··· Task input ···
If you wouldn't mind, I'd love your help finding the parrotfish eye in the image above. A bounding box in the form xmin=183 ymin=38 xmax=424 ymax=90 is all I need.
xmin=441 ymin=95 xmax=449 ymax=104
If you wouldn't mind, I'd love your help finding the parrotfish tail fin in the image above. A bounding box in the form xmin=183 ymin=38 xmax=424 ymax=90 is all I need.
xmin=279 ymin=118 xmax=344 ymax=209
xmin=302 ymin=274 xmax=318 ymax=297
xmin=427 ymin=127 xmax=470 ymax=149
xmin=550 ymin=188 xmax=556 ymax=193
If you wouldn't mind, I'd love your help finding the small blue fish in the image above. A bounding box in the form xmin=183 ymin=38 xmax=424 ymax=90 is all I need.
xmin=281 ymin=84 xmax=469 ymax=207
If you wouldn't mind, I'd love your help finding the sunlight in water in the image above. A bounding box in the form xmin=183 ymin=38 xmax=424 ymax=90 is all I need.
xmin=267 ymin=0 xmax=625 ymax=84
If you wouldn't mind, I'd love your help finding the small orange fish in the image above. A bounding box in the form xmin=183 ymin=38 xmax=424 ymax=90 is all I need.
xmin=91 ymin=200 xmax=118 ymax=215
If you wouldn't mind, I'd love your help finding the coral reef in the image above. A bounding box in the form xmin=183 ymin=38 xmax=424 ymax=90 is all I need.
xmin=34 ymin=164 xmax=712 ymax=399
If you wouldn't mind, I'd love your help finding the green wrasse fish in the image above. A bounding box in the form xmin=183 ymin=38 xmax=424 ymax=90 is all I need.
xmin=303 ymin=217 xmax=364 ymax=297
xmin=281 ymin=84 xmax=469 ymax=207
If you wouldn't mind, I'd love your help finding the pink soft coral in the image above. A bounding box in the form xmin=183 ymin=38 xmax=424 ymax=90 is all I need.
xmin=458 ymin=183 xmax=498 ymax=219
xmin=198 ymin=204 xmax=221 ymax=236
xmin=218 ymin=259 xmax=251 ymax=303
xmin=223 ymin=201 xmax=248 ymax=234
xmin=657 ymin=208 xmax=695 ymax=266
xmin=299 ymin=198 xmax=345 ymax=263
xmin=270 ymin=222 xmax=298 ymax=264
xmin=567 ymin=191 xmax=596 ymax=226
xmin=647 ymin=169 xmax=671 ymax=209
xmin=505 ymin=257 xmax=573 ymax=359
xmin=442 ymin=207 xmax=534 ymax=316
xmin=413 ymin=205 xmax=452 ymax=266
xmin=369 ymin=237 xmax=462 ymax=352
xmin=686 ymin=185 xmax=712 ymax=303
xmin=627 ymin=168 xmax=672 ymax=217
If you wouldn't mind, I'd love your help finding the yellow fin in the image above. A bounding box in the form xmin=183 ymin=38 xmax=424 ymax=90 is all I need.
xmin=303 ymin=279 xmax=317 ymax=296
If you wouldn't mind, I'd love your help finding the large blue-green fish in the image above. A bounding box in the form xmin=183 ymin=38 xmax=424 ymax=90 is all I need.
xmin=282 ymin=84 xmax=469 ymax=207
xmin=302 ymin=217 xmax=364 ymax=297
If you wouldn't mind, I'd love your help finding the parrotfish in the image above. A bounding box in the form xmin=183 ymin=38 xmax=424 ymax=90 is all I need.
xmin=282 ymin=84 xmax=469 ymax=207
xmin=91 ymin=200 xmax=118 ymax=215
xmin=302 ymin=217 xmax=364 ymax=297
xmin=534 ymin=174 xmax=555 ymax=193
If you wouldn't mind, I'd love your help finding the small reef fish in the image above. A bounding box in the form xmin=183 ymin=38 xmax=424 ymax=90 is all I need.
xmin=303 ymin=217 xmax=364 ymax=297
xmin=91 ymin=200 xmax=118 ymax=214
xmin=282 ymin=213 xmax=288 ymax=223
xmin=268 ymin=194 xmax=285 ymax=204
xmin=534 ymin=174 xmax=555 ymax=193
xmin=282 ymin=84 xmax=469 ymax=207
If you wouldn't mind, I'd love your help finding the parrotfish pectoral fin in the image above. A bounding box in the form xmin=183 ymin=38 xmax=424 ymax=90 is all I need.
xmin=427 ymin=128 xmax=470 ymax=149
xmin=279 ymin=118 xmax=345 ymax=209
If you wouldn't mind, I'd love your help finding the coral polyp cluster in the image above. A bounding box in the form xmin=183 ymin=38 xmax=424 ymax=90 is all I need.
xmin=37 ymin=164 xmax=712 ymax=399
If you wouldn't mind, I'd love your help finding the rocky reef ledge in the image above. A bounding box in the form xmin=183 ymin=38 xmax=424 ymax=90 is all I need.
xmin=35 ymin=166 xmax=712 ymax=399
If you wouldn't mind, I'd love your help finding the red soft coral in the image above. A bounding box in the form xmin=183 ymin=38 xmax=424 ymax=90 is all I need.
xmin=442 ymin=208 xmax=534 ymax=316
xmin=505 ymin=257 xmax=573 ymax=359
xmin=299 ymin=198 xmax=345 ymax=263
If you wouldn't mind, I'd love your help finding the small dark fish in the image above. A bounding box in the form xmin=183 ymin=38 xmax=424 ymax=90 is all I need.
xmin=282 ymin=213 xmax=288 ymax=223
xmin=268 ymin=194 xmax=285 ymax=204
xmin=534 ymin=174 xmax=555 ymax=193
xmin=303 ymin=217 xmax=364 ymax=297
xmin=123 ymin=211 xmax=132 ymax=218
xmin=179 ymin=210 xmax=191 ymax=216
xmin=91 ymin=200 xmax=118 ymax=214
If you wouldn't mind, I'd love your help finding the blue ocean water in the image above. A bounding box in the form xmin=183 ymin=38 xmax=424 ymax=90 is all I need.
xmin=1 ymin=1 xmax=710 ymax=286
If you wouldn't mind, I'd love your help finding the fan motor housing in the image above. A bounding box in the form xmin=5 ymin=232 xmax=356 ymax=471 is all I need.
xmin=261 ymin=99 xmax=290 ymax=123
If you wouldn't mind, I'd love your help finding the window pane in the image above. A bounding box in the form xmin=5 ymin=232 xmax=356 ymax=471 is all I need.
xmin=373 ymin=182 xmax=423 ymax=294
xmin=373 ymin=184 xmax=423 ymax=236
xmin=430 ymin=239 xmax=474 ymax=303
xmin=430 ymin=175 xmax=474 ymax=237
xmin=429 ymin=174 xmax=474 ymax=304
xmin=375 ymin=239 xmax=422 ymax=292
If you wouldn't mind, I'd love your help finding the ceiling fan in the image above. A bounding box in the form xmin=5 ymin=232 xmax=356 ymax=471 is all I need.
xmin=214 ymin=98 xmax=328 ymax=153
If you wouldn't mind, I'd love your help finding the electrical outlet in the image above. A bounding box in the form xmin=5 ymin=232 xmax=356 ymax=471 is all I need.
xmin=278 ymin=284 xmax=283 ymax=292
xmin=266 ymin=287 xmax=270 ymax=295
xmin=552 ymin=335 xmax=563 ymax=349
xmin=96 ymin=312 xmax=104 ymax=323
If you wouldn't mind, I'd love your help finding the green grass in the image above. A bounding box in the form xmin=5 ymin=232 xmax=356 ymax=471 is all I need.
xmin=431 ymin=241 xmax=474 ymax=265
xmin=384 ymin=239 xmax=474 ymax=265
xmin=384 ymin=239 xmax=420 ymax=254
···
#### What is being asked
Every record in the listing above should be reproduced exactly.

#### Output of the exercise
If you wouldn't mind, I'd love your help finding the parrotfish eye in the image above. A bounding box in the form xmin=183 ymin=38 xmax=424 ymax=90 is all I need.
xmin=441 ymin=95 xmax=449 ymax=104
If you wouldn't mind, I'd love your help finding the parrotfish tail fin in the image above. A bounding box in the form xmin=183 ymin=38 xmax=424 ymax=90 is all I need.
xmin=279 ymin=118 xmax=344 ymax=209
xmin=302 ymin=274 xmax=318 ymax=297
xmin=427 ymin=127 xmax=470 ymax=149
xmin=550 ymin=188 xmax=556 ymax=193
If you wouldn't mind, I'd love your help finding the small blue fish in the image above. A bounding box in the form xmin=183 ymin=38 xmax=424 ymax=90 is all I need.
xmin=281 ymin=84 xmax=469 ymax=207
If you wouldn't mind, I'd love your help finding the sunlight in water in the image above. A bounding box in the form xmin=183 ymin=38 xmax=424 ymax=90 is all I need.
xmin=267 ymin=0 xmax=625 ymax=84
If you wouldn't mind, I'd love your help finding the small orange fish in the image above. A bounding box in the form xmin=183 ymin=38 xmax=424 ymax=90 is all I need.
xmin=91 ymin=200 xmax=118 ymax=215
If you wouldn't mind, I'd love your help finding the coral reef in the image above. A bounding box in the form xmin=183 ymin=38 xmax=424 ymax=90 is all I need.
xmin=34 ymin=164 xmax=712 ymax=399
If you wouldn't mind, I'd love your help finding the green wrasse fish in the image above. A bounding box in the form xmin=183 ymin=38 xmax=424 ymax=90 is all I need.
xmin=303 ymin=217 xmax=364 ymax=297
xmin=281 ymin=84 xmax=469 ymax=207
If you wouldn't mind, I'd love your help finding the pink soft coral in the image above. A bounding box in the form xmin=183 ymin=38 xmax=424 ymax=90 is all I need.
xmin=458 ymin=183 xmax=498 ymax=219
xmin=198 ymin=204 xmax=221 ymax=236
xmin=218 ymin=259 xmax=251 ymax=303
xmin=223 ymin=201 xmax=248 ymax=234
xmin=657 ymin=208 xmax=695 ymax=266
xmin=299 ymin=198 xmax=345 ymax=263
xmin=270 ymin=222 xmax=298 ymax=264
xmin=567 ymin=191 xmax=596 ymax=226
xmin=647 ymin=169 xmax=671 ymax=209
xmin=505 ymin=257 xmax=573 ymax=359
xmin=442 ymin=207 xmax=534 ymax=316
xmin=413 ymin=205 xmax=452 ymax=266
xmin=369 ymin=237 xmax=462 ymax=352
xmin=686 ymin=185 xmax=712 ymax=303
xmin=627 ymin=168 xmax=672 ymax=217
If you wouldn't mind, I'd love your help finding the yellow fin in the image above. A bounding box in the form xmin=183 ymin=38 xmax=424 ymax=90 is all I need.
xmin=303 ymin=279 xmax=317 ymax=296
If you wouldn't mind, I'd love your help finding the large blue-green fish in the image above. A bounding box in the form xmin=183 ymin=38 xmax=424 ymax=90 is all I need.
xmin=282 ymin=84 xmax=469 ymax=207
xmin=302 ymin=217 xmax=364 ymax=297
If you wouldn't mind, I'd love your help finding the parrotfish in the image above. A bounding box in the form xmin=183 ymin=38 xmax=424 ymax=90 is all I need.
xmin=282 ymin=84 xmax=469 ymax=207
xmin=91 ymin=200 xmax=118 ymax=215
xmin=302 ymin=217 xmax=364 ymax=297
xmin=534 ymin=174 xmax=555 ymax=193
If you wouldn't mind, I'd love your help finding the small reef fish in the image above. A bounding box in the form xmin=183 ymin=38 xmax=424 ymax=90 is all I need.
xmin=303 ymin=217 xmax=364 ymax=297
xmin=91 ymin=200 xmax=118 ymax=214
xmin=282 ymin=213 xmax=288 ymax=223
xmin=268 ymin=194 xmax=285 ymax=204
xmin=534 ymin=174 xmax=555 ymax=193
xmin=282 ymin=84 xmax=469 ymax=207
If you wouldn't mind, I'd love your help finding the parrotfish pectoral fin in the image above. A bounding box in the form xmin=183 ymin=38 xmax=424 ymax=90 is all I need.
xmin=427 ymin=128 xmax=470 ymax=149
xmin=279 ymin=118 xmax=345 ymax=209
If you wouldn't mind, I'd love your help finding the coral polyp cluster in the image above. A bounding box in the form xmin=183 ymin=38 xmax=424 ymax=90 is all I need.
xmin=37 ymin=164 xmax=712 ymax=399
If you wouldn't mind, I'd love your help finding the rocky reef ledge in the image above. A bounding box in the form xmin=183 ymin=38 xmax=424 ymax=90 is all I need.
xmin=35 ymin=166 xmax=712 ymax=399
If you wouldn't mind, I'd love your help finding the red soft coral in the image above. A bounding box in the form xmin=183 ymin=38 xmax=424 ymax=90 is all I need.
xmin=442 ymin=208 xmax=534 ymax=316
xmin=505 ymin=257 xmax=573 ymax=359
xmin=299 ymin=198 xmax=345 ymax=263
If you wouldn't mind, I'd love your help finding the small dark fish in the image above. A bounding box in the form xmin=183 ymin=38 xmax=424 ymax=90 is all I need.
xmin=282 ymin=213 xmax=288 ymax=223
xmin=268 ymin=194 xmax=285 ymax=204
xmin=534 ymin=174 xmax=555 ymax=193
xmin=303 ymin=217 xmax=364 ymax=297
xmin=123 ymin=211 xmax=132 ymax=218
xmin=179 ymin=210 xmax=191 ymax=216
xmin=91 ymin=200 xmax=118 ymax=214
If you wouldn't mind, I'd love your help finding the blue ocean water in the image above. A bounding box in the form xmin=183 ymin=38 xmax=424 ymax=90 is all I need.
xmin=1 ymin=1 xmax=710 ymax=286
If you wouldn't mind, I'd love your help finding the fan motor housing in the image above. A bounding box in the form xmin=5 ymin=232 xmax=356 ymax=471 is all I need.
xmin=261 ymin=99 xmax=290 ymax=123
If you wouldn't mind, I'd love your help finding the window pane in the image above. A bounding box in the form xmin=5 ymin=232 xmax=356 ymax=471 is all I need.
xmin=373 ymin=182 xmax=423 ymax=294
xmin=373 ymin=184 xmax=423 ymax=236
xmin=430 ymin=239 xmax=474 ymax=303
xmin=430 ymin=175 xmax=474 ymax=237
xmin=429 ymin=174 xmax=474 ymax=304
xmin=375 ymin=239 xmax=422 ymax=292
If you wouldn't mind, I'd love your help finding the ceiling fan in the image above. A bounding box in the form xmin=5 ymin=232 xmax=356 ymax=471 is all I need.
xmin=214 ymin=98 xmax=328 ymax=153
If you wouldn't mind, I'd love your help finding the electrical outlet in the image above. A bounding box in the form xmin=5 ymin=232 xmax=356 ymax=471 is all I need.
xmin=278 ymin=284 xmax=283 ymax=292
xmin=266 ymin=287 xmax=270 ymax=295
xmin=552 ymin=335 xmax=563 ymax=349
xmin=96 ymin=312 xmax=104 ymax=323
If you wouldn't mind, I'd love your help finding the green grass in the image above. A bounding box in the form xmin=5 ymin=232 xmax=356 ymax=471 is all I need.
xmin=431 ymin=241 xmax=474 ymax=265
xmin=384 ymin=239 xmax=474 ymax=265
xmin=384 ymin=239 xmax=420 ymax=254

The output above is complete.